▶ _STUDY TEXT_
◇ ◇ ◇ ◇

Every child, at some point in his/her childhood or teenage years suffers bursts of aggression – bet it violent behaviors like fighting, biting, or mere irritation, but 8 out of 10 times these reactions are ignored by parents as sheer changes of teenage years. Contrary to the popular belief that children are aggressive because of their mental state, aggression in children is often a consequence of poor parenting, lack of relationship skills, or biological factors. In many cases aggression is also related to a set of cultural and social circumstances varying from – instability in families to peer pressure in schools. Some children, because of their lack of ability to deal with emotion like frustration, find it increasingly difficult to deal with aggressive outbursts. In those cases, parents play a very important role to help their child deal with such aggressive behavior. The aggressive behavior of a child is directly proportional to his temperament; a child with more self-control is most likely to deal with his aggressive behavior than a child who lacks the basic ability to control their mood swings.
Teaching children about dealing with defeat is a great beginning to help them cope with this. In many cases, pressure from parents or schools to perform better in their studies or sports may result in pushing a child towards depression; making it equally important to accept failures with same intensity as one accepts successes.
Why Children get aggressive?
A variety of reasons can influence a child’s behavior:
Many of us forget the fact that children are good observers who are influenced by the behavior of adults, imitating how they handle their anger and frustrations. When they observe some adults solving problems with physical violence, children take it as an appropriate behavior and ultimately end up replicating the behavior. Watching aggressive programs or movies can also influence the way a child behaves at home or school.
Lack of Social Skills
Some kids lack basic social skills like interaction or simple ability to adjust with peers at school. They look for independence is it at home or in school and after a period, this pushes them to believe that they are alone and they start considering everyone against them. This leads to depression and eventually other forms of aggression like irritation. Such children become feisty to deal with and with passing time, their behavior degrades to situations that are more hazardous.
Lack of encouragement
It is a much-underrated fact that, like adults, children also seek approval and appreciation from their parents at home and teachers in school. However good or bad a child’s performance is, if dealt without love or care, it can have a negative impact on a child’s psyche. If children do not get support from their parents or teachers, the pressure of criticism eventually gets to their head, ultimately affecting their cognitive abilities.
How to help?
Help them in anger management
Children must be taught the basic art of self-control to manage and control their behavior. Parents can start with reasoning to improve things. For instance, consoling their child that it is ok sometimes to lose out to other is a great way of getting rid of pressure. Encouraging a child to express their feelings is another important solution.

◇ ◇ ◇ ◇

▶ _DATASET CONTENT_
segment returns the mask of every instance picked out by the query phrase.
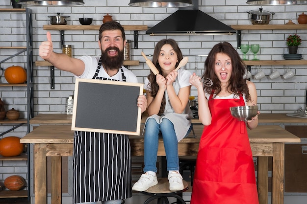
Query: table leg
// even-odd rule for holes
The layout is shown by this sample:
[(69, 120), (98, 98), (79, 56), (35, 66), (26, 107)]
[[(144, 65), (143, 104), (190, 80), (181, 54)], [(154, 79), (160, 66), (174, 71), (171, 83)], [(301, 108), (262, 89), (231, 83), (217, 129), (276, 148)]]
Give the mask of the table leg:
[(51, 157), (51, 204), (62, 204), (62, 157)]
[(273, 144), (272, 204), (283, 204), (284, 144)]
[(47, 203), (46, 144), (34, 144), (34, 194), (35, 204)]
[(268, 157), (258, 157), (258, 170), (257, 171), (258, 196), (260, 204), (268, 204)]

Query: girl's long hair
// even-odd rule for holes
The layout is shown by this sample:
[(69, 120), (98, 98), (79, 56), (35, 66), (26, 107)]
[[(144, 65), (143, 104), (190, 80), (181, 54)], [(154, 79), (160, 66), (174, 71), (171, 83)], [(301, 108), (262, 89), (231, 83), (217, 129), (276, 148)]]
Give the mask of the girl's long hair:
[[(160, 65), (159, 65), (158, 60), (159, 59), (159, 56), (160, 55), (160, 51), (161, 51), (161, 49), (164, 45), (170, 45), (172, 46), (172, 47), (173, 47), (173, 49), (174, 49), (175, 52), (177, 54), (177, 56), (178, 57), (178, 62), (176, 63), (176, 68), (178, 66), (179, 62), (183, 58), (182, 53), (181, 53), (181, 51), (180, 50), (179, 46), (178, 46), (178, 45), (177, 44), (176, 41), (172, 39), (163, 39), (160, 40), (157, 43), (155, 46), (154, 47), (154, 55), (153, 56), (152, 59), (153, 63), (154, 63), (154, 65), (160, 73), (162, 73), (162, 70), (161, 68), (161, 67), (160, 67)], [(149, 80), (149, 85), (151, 86), (152, 96), (154, 98), (156, 95), (158, 90), (159, 90), (159, 86), (158, 85), (158, 84), (157, 83), (155, 80), (155, 75), (151, 70), (150, 74), (147, 76), (147, 78)], [(165, 93), (164, 92), (164, 95), (162, 100), (161, 107), (160, 108), (160, 111), (159, 112), (159, 114), (161, 114), (164, 113), (164, 109), (165, 108)]]
[(246, 79), (243, 79), (245, 70), (247, 70), (246, 66), (232, 45), (226, 42), (215, 45), (205, 62), (205, 70), (202, 79), (210, 78), (213, 82), (212, 86), (204, 87), (205, 91), (210, 93), (212, 90), (214, 90), (216, 95), (221, 91), (221, 82), (214, 73), (215, 56), (219, 53), (228, 55), (231, 60), (232, 70), (229, 85), (227, 88), (228, 91), (238, 96), (244, 94), (246, 101), (250, 101), (251, 96), (246, 84)]

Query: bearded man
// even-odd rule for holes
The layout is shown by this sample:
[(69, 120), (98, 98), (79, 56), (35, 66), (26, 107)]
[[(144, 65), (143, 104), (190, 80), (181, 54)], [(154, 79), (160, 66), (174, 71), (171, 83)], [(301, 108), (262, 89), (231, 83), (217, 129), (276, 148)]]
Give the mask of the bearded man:
[[(137, 83), (136, 76), (123, 66), (125, 30), (113, 21), (99, 29), (100, 57), (70, 57), (53, 51), (51, 34), (39, 46), (39, 56), (76, 78)], [(90, 100), (90, 99), (88, 99)], [(101, 104), (101, 106), (103, 106)], [(139, 96), (137, 106), (146, 110), (147, 101)], [(99, 107), (97, 108), (99, 108)], [(128, 136), (75, 131), (73, 155), (73, 203), (120, 204), (132, 196), (131, 150)]]

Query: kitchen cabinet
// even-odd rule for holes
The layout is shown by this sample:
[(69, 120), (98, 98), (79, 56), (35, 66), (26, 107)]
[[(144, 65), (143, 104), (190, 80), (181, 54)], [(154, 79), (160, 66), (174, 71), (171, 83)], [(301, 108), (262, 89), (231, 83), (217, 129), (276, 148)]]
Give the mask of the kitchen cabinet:
[(307, 142), (304, 141), (307, 126), (286, 126), (285, 129), (301, 137), (302, 142), (285, 145), (284, 192), (307, 193)]
[[(307, 29), (307, 24), (281, 25), (231, 25), (230, 27), (237, 30), (238, 48), (241, 45), (243, 30), (298, 30)], [(306, 65), (307, 60), (248, 60), (244, 63), (248, 66), (255, 65)]]
[[(134, 48), (138, 48), (138, 31), (147, 30), (147, 25), (122, 25), (125, 30), (134, 31)], [(61, 35), (61, 45), (65, 44), (65, 30), (99, 30), (101, 25), (44, 25), (43, 26), (44, 30), (59, 30)], [(138, 61), (125, 60), (123, 65), (125, 66), (137, 66), (139, 65)], [(51, 89), (54, 89), (54, 67), (49, 62), (45, 61), (37, 61), (35, 62), (36, 66), (49, 66), (50, 67), (51, 75)]]
[[(3, 91), (3, 90), (5, 90), (5, 91), (9, 91), (8, 89), (11, 88), (11, 91), (13, 91), (14, 90), (14, 87), (24, 87), (25, 91), (26, 92), (26, 100), (27, 105), (26, 115), (25, 118), (19, 118), (16, 121), (10, 121), (7, 119), (4, 119), (4, 120), (0, 121), (0, 123), (1, 124), (2, 126), (10, 126), (12, 127), (10, 129), (4, 131), (0, 134), (0, 138), (2, 138), (2, 136), (12, 131), (18, 127), (24, 125), (27, 125), (27, 133), (30, 132), (30, 118), (33, 117), (33, 45), (32, 45), (32, 10), (29, 8), (0, 8), (0, 13), (16, 13), (17, 15), (20, 14), (23, 15), (23, 17), (21, 18), (21, 21), (23, 22), (25, 21), (24, 23), (21, 23), (21, 24), (26, 25), (26, 32), (24, 34), (24, 38), (26, 39), (26, 46), (0, 46), (0, 49), (14, 49), (16, 50), (16, 52), (14, 54), (10, 55), (9, 57), (6, 59), (0, 61), (0, 64), (6, 62), (7, 61), (11, 59), (11, 58), (19, 55), (22, 53), (25, 53), (25, 55), (26, 56), (26, 62), (25, 62), (25, 68), (26, 70), (27, 74), (27, 81), (26, 83), (23, 84), (9, 84), (8, 83), (1, 83), (0, 84), (0, 92)], [(5, 23), (5, 20), (3, 20), (0, 22), (0, 27), (1, 26), (1, 23)], [(4, 25), (7, 26), (7, 25)], [(0, 42), (0, 45), (1, 42)], [(1, 50), (2, 51), (2, 50)], [(5, 71), (5, 69), (4, 69)], [(5, 89), (2, 88), (5, 87)], [(14, 104), (13, 104), (14, 105)], [(7, 110), (6, 110), (7, 111)], [(0, 161), (4, 162), (4, 161), (23, 161), (23, 160), (29, 160), (29, 148), (27, 148), (26, 152), (25, 154), (22, 154), (17, 157), (0, 157)], [(29, 178), (29, 165), (28, 165), (28, 162), (27, 162), (27, 173), (28, 178)], [(2, 171), (0, 171), (0, 173), (2, 173)], [(2, 176), (1, 178), (3, 178)], [(26, 179), (26, 178), (24, 178)], [(27, 180), (27, 179), (26, 179)], [(28, 180), (27, 180), (28, 181)], [(0, 191), (0, 198), (16, 198), (16, 197), (27, 197), (29, 198), (29, 187), (30, 186), (28, 182), (27, 182), (27, 190), (19, 190), (17, 191), (13, 191), (10, 190), (2, 190)]]

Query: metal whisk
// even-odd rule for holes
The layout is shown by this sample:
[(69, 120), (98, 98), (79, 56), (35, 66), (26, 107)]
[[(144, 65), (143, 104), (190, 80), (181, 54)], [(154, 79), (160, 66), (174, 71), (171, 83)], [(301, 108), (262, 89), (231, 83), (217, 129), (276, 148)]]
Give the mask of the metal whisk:
[(203, 82), (204, 85), (206, 87), (211, 87), (213, 85), (213, 82), (212, 82), (212, 80), (209, 78), (202, 79), (201, 81)]

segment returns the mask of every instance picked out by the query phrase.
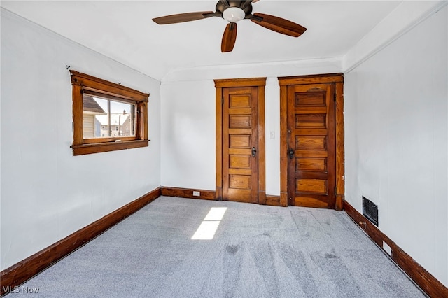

◇ ◇ ◇ ◇

▶ _PROBLEM REQUIREMENTS_
For each statement below, answer yes or no according to the text on aggression in children, and quote the words from the text that decide it. 1. The text names poor parenting as a frequent cause of aggression in children. 2. The text says aggressive programs or movies have no effect on how a child behaves at school. 3. The text says a child with less self-control is the most likely to deal with aggressive behavior.

▶ _REPLY TO THE TASK_
1. Yes: "aggression in children is often a consequence of poor parenting, lack of relationship skills, or biological factors"
2. No: "Watching aggressive programs or movies can also influence the way a child behaves at home or school."
3. No: "a child with more self-control is most likely to deal with his aggressive behavior than a child who lacks the basic ability to control their mood swings"